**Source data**
_ _ _ _ _ _ _

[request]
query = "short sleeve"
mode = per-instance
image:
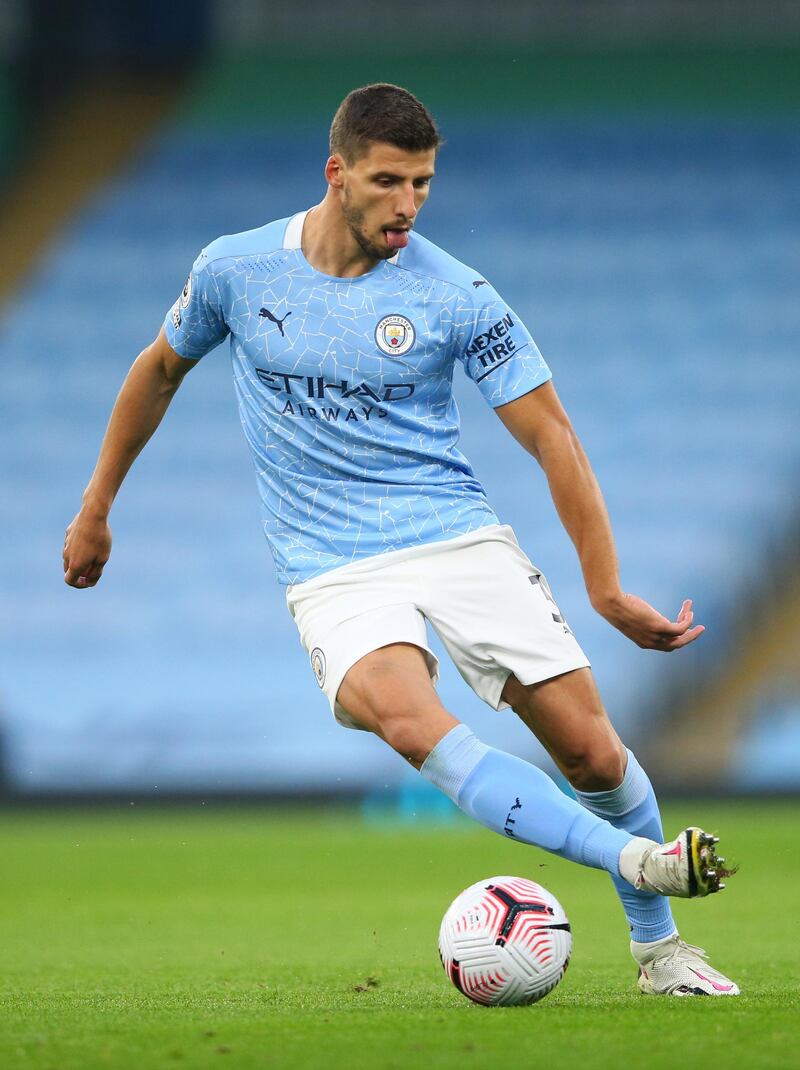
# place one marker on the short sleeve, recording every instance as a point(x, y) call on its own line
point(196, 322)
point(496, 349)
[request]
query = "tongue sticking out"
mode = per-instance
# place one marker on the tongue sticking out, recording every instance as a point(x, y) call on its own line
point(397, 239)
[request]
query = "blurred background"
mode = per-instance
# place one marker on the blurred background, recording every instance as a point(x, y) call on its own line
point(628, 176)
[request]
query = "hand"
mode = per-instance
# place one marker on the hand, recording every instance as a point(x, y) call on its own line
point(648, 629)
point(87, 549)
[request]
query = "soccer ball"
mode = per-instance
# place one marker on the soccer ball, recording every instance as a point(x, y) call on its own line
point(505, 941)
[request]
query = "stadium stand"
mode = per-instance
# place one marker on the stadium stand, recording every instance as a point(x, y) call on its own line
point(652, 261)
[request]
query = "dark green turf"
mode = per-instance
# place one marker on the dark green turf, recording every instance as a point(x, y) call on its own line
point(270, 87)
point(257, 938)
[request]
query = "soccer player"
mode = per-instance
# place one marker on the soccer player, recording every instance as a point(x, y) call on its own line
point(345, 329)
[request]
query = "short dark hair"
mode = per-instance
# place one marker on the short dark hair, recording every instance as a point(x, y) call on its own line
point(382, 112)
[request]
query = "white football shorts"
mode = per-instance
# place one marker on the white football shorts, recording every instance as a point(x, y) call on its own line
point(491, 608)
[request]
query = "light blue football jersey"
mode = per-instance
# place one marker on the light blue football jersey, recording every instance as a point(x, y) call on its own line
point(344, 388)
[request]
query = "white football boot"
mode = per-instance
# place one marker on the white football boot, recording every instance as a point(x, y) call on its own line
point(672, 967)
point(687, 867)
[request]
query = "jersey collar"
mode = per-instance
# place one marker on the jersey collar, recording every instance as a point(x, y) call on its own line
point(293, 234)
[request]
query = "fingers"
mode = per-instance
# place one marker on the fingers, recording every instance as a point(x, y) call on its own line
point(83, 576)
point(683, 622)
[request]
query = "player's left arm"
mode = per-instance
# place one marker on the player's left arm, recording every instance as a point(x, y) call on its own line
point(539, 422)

_ _ _ _ _ _ _

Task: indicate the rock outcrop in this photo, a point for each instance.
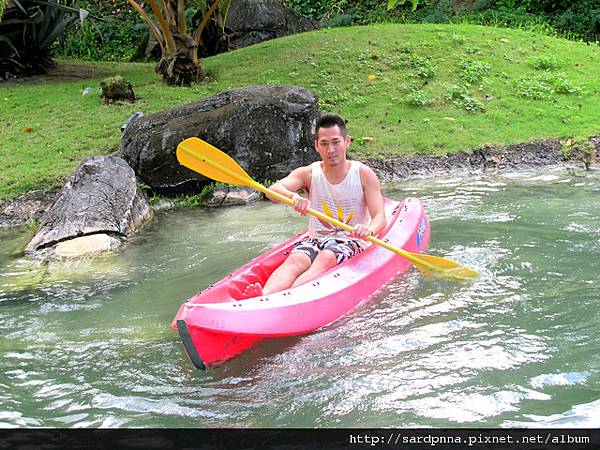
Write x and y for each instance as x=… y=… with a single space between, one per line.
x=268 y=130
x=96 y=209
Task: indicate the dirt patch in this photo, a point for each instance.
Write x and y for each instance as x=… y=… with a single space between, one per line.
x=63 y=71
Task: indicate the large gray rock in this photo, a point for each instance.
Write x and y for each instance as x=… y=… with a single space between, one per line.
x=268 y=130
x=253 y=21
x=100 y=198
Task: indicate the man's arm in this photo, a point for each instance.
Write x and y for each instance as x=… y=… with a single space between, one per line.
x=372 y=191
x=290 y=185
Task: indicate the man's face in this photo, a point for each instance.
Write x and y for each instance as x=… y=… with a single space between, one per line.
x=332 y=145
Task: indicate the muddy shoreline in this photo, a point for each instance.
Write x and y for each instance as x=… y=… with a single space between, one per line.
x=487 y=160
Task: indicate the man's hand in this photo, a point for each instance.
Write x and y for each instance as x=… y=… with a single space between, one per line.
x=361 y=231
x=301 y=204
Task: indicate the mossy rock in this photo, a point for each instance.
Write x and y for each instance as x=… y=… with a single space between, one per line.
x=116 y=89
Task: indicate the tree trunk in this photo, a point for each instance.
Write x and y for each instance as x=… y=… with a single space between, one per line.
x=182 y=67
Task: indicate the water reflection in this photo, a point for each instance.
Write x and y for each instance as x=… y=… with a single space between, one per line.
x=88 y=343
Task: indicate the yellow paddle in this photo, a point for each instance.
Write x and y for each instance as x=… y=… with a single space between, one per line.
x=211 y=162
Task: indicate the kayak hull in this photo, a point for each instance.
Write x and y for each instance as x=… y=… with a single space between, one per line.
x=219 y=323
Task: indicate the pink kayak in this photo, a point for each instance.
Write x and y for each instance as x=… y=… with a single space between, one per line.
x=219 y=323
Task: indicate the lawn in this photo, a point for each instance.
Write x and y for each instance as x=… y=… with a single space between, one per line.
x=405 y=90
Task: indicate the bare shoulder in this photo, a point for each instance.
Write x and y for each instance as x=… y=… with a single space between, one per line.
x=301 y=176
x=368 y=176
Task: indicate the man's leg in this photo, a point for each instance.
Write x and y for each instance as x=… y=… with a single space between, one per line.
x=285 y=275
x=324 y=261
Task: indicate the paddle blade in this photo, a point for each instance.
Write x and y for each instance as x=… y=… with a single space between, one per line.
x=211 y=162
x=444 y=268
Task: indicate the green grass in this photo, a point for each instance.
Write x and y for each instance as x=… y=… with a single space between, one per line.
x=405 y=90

_ _ _ _ _ _ _

**About this exercise**
Once you have found every line above holding the word "paddle", copy those lines.

**Solution to this exercise**
Task: indicate the yellow paddle in this photo, a point for each instance.
Task: indicate the paddle blade in this photo, a point for each instance.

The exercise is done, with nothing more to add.